**Exercise prompt:** The material below holds the lines to copy: from the one with "Target: forest floor" up to and including the one with "[locate] microphone windscreen". Copy them exactly and skip the pictures.
--------
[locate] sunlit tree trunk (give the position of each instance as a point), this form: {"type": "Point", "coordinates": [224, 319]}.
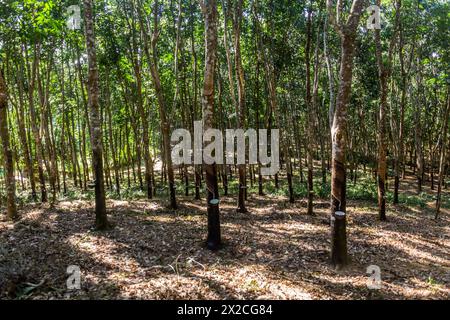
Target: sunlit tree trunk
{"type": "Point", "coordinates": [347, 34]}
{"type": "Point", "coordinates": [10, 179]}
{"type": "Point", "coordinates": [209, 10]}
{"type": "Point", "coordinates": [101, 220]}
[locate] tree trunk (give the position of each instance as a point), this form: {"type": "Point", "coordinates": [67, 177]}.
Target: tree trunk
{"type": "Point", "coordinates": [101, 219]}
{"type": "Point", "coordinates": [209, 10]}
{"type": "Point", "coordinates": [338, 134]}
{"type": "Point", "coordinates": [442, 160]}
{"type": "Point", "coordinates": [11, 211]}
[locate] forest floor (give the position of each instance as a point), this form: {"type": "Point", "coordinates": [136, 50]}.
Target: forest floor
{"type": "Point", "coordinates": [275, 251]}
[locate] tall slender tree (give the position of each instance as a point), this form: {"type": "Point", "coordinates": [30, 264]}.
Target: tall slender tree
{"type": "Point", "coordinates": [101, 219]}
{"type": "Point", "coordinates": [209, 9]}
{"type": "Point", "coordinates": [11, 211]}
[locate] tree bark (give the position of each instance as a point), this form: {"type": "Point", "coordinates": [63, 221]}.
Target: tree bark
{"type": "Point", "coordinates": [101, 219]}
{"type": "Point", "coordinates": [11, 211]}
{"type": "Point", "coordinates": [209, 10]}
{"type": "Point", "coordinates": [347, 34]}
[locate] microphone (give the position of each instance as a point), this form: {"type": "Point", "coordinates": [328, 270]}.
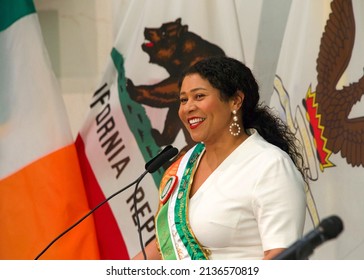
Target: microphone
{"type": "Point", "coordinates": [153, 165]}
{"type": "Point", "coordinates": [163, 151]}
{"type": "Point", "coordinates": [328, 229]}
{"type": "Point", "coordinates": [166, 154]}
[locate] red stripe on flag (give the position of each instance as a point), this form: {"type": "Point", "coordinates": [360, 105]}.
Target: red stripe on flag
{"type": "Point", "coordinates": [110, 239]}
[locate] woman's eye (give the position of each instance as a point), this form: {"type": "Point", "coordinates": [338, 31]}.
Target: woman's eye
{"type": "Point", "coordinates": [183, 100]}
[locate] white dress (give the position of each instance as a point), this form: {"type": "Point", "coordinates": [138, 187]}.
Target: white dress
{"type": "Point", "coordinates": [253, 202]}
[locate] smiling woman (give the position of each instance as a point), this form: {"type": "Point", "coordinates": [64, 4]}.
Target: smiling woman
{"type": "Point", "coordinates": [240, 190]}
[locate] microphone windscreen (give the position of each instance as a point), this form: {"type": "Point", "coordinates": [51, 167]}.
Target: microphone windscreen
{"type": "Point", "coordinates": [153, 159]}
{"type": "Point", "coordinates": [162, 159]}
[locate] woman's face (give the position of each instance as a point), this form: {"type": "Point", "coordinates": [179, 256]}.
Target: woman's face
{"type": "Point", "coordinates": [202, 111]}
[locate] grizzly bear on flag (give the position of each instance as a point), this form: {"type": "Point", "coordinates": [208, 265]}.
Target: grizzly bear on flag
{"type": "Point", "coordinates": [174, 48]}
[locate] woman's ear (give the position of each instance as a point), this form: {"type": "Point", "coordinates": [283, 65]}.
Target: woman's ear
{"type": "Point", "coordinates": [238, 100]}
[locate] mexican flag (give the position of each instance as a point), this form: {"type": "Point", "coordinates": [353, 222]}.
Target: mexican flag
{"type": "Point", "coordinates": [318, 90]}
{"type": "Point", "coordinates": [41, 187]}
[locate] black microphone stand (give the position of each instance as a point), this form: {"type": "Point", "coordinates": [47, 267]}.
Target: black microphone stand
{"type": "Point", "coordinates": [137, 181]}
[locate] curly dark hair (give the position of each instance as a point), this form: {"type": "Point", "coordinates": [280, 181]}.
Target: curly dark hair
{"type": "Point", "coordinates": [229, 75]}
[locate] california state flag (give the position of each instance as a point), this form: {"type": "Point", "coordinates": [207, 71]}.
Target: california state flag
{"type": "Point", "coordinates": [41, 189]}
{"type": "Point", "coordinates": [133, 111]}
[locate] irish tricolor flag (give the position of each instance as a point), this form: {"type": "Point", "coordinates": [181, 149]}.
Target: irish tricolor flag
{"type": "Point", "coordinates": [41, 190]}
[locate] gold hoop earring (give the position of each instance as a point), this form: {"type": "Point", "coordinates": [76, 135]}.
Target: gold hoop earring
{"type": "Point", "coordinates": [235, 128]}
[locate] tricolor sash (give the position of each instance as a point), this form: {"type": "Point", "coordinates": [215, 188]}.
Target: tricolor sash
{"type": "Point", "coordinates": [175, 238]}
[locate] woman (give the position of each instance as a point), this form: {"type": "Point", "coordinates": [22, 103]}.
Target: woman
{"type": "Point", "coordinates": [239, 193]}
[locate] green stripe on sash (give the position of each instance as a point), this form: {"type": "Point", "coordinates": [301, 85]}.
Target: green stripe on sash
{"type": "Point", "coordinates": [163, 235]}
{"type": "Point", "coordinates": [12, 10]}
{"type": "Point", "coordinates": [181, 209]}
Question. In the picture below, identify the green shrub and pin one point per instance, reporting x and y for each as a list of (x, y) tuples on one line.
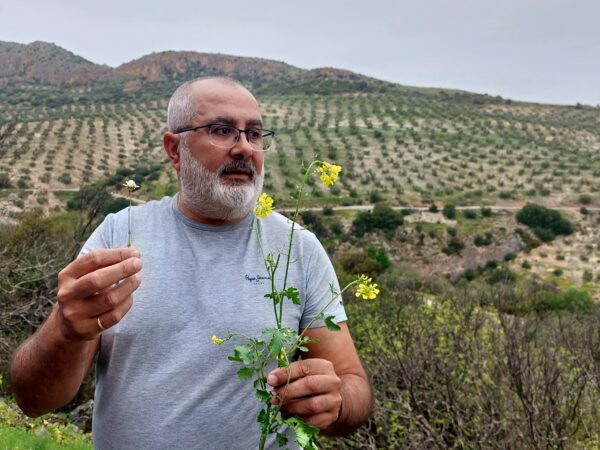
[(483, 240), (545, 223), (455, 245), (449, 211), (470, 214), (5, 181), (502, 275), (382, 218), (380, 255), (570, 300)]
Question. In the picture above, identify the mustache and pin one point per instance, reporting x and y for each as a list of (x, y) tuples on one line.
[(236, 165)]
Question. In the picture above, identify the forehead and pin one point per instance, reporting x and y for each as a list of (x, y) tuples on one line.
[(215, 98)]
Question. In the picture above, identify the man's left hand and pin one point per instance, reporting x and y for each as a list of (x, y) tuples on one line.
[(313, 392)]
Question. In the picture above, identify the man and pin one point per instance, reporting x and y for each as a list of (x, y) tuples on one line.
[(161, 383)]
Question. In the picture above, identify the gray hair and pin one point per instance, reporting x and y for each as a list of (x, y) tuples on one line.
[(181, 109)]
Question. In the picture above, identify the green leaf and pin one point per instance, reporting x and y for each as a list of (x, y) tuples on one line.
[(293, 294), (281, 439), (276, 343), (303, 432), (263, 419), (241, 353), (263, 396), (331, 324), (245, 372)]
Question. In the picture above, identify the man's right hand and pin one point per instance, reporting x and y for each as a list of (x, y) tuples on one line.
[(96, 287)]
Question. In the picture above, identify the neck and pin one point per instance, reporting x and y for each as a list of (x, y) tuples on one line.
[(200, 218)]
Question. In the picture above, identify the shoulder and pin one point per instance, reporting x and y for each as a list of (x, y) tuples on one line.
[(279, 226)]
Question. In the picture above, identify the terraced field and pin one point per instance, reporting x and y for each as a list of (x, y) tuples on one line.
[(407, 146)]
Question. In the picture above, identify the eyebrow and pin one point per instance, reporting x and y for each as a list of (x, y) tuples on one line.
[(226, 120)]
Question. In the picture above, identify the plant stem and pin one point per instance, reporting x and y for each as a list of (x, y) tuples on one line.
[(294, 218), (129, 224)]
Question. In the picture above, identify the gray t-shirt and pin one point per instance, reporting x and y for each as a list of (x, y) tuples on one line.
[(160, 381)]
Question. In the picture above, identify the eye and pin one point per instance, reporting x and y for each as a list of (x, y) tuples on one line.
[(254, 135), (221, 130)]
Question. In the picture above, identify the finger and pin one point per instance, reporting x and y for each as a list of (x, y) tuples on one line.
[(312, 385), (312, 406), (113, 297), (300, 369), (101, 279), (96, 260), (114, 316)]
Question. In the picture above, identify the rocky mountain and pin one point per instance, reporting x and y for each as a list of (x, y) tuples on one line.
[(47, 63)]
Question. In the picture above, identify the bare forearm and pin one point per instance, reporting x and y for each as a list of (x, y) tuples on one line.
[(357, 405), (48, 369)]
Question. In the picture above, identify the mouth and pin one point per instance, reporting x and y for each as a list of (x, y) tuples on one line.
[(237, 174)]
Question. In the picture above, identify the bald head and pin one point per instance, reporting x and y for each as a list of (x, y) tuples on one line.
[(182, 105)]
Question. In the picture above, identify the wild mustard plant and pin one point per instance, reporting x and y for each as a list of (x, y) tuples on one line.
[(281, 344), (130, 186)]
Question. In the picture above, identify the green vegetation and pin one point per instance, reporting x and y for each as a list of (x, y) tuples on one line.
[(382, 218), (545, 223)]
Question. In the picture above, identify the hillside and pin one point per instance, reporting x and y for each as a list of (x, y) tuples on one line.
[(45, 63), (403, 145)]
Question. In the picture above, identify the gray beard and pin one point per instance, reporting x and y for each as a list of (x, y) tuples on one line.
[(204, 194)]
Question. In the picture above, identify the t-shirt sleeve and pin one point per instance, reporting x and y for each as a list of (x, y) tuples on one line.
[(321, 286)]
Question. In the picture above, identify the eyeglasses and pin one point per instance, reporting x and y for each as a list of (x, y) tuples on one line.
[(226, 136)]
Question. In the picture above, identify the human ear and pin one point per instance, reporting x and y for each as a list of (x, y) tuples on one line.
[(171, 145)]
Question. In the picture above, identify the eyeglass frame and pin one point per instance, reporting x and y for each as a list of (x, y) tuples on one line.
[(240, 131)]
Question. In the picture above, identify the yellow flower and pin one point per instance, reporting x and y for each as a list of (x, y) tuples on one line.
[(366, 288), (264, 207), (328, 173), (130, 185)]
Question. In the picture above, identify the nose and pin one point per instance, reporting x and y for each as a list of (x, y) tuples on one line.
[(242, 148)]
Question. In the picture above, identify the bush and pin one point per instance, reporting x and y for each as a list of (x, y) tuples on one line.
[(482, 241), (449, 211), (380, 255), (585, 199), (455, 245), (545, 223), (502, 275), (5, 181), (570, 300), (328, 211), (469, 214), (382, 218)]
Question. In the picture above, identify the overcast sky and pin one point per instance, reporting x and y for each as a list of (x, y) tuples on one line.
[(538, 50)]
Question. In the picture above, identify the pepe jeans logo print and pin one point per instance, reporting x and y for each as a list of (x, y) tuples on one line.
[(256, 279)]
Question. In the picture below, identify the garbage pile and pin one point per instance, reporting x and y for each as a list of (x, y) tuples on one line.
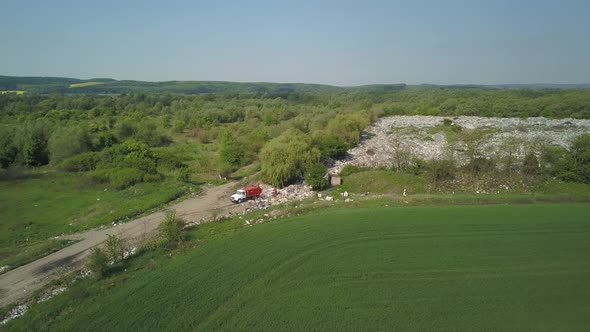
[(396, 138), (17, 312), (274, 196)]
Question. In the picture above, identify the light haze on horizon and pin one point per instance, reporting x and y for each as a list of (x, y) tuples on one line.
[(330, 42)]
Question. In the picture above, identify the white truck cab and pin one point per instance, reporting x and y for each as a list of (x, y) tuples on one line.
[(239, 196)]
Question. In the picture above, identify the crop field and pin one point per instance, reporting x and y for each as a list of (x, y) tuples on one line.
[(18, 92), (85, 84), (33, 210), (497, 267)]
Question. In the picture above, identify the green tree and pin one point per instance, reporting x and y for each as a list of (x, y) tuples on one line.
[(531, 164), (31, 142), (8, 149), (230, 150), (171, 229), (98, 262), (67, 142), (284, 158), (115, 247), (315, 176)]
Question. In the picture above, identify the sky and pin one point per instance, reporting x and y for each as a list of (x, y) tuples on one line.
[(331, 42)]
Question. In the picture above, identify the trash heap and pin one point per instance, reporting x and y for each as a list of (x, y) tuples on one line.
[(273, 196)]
--------
**Your response:**
Target: forest floor
{"type": "Point", "coordinates": [275, 251]}
[locate] tall slender tree (give the position of each instance as a point), this form: {"type": "Point", "coordinates": [30, 264]}.
Target: tall slender tree
{"type": "Point", "coordinates": [101, 219]}
{"type": "Point", "coordinates": [209, 9]}
{"type": "Point", "coordinates": [11, 211]}
[locate] tree bark (give the position of each instance as a point), this form: {"type": "Point", "coordinates": [63, 221]}.
Target: tree bark
{"type": "Point", "coordinates": [101, 219]}
{"type": "Point", "coordinates": [11, 211]}
{"type": "Point", "coordinates": [209, 10]}
{"type": "Point", "coordinates": [347, 34]}
[locate] microphone (give the position of each instance as a point), this form: {"type": "Point", "coordinates": [328, 270]}.
Target: microphone
{"type": "Point", "coordinates": [153, 165]}
{"type": "Point", "coordinates": [163, 151]}
{"type": "Point", "coordinates": [328, 229]}
{"type": "Point", "coordinates": [166, 154]}
[locate] red stripe on flag (give the position of each instance as a point), this form: {"type": "Point", "coordinates": [360, 105]}.
Target: red stripe on flag
{"type": "Point", "coordinates": [110, 239]}
[locate] woman's eye (give the position of each instance as a point), this form: {"type": "Point", "coordinates": [338, 31]}.
Target: woman's eye
{"type": "Point", "coordinates": [183, 100]}
[locate] white dress (give the position of each instance as a point), this form: {"type": "Point", "coordinates": [138, 187]}.
Target: white dress
{"type": "Point", "coordinates": [253, 202]}
[locate] smiling woman (give the position of each instance as a point), this form: {"type": "Point", "coordinates": [64, 4]}.
Target: smiling woman
{"type": "Point", "coordinates": [240, 190]}
[locate] microphone windscreen (give the position of each instance as a point), this form: {"type": "Point", "coordinates": [51, 167]}.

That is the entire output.